▶ Point labels for objects:

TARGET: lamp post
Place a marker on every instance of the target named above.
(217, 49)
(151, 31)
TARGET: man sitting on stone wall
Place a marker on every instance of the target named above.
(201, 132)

▶ Exercise aim: Reproduce every line of the records above, requests included, and shift each coordinate in the answers by adding 36 to both of its numbers.

▶ Written response:
TARGET: lamp post
Place a marker on every instance of the target named above.
(253, 85)
(187, 67)
TARGET: man sitting on stone wall
Place a marker on every instance of the target named above.
(237, 168)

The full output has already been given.